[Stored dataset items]
# # # #

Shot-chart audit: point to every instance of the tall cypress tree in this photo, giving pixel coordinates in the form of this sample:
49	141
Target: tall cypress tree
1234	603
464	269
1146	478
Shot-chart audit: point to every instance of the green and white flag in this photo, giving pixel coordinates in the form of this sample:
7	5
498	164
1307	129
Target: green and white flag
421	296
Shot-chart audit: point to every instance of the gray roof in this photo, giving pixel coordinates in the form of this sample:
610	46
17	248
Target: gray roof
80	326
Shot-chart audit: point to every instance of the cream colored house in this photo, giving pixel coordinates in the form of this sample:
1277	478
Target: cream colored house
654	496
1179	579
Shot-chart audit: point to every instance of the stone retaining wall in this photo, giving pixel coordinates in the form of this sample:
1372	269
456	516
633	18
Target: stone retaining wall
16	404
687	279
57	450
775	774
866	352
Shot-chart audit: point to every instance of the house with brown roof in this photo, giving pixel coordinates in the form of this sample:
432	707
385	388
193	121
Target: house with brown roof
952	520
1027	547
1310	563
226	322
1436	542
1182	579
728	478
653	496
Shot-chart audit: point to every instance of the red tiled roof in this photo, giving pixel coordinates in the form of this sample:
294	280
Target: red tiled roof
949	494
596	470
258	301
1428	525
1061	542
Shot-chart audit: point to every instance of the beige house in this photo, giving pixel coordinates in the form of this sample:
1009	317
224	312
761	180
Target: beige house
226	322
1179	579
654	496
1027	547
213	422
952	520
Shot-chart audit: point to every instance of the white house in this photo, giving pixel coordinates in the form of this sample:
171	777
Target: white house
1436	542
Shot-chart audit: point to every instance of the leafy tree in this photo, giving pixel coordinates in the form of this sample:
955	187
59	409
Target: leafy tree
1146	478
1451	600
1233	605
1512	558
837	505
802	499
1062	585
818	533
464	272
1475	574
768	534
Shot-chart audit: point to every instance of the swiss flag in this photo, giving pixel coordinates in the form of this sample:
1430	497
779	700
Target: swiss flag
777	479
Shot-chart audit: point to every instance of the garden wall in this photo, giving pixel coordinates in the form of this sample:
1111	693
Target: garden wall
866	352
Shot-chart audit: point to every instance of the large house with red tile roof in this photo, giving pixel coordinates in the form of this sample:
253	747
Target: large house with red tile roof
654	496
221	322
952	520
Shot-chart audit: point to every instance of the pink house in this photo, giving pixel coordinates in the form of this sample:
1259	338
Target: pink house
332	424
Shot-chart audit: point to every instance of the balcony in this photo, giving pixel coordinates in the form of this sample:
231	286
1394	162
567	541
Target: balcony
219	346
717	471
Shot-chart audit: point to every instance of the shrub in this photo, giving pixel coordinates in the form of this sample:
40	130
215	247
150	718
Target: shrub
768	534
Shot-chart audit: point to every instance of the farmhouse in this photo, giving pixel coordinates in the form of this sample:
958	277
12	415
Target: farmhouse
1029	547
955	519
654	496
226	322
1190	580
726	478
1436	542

# # # #

WHAT YOU ARE ASKED TO DO: Each line from the one with "Shot-chart audit: point to every instance of the swiss" through the last line of the records must be written out word for word. Include nothing else.

FULL SOLUTION:
Shot-chart audit: point to every instance of the swiss flag in this photo, giving pixel coordinates in the form of this sample:
1430	497
779	700
Target: swiss flag
777	479
Shot-chart audit: point to every instance of the garden wall in this photo, giving pixel coordinates in the form of this sample:
1111	693
Target: garden wall
866	352
Shot-chart audit: point to every instance of the large house with red tile roof in this photo, giving pixel coordinates in the form of this sample:
253	747
Target: large house with red tile roof
654	496
221	322
952	520
Shot-chart audit: point to every instance of the pink house in this photo, giving pixel coordinates in the form of this sample:
1259	338
Target: pink house
332	424
Shot-chart audit: point to every instance of the balcony in this photo, giving pixel coordinates in the form of this sample:
231	286
1394	162
567	541
Target: balcony
219	346
717	471
Shot-chart audit: point to every instance of the shrub in this photo, giving pixel coordinates in the form of this sample:
40	130
215	247
150	718
Target: shrub
768	534
Shot-chart audit: point to every instance of the farmhouse in this photo, giving pixel coordinates in the form of this sample:
958	277
12	415
Target: farmhouse
1029	547
955	519
654	496
226	322
1190	580
726	478
1436	542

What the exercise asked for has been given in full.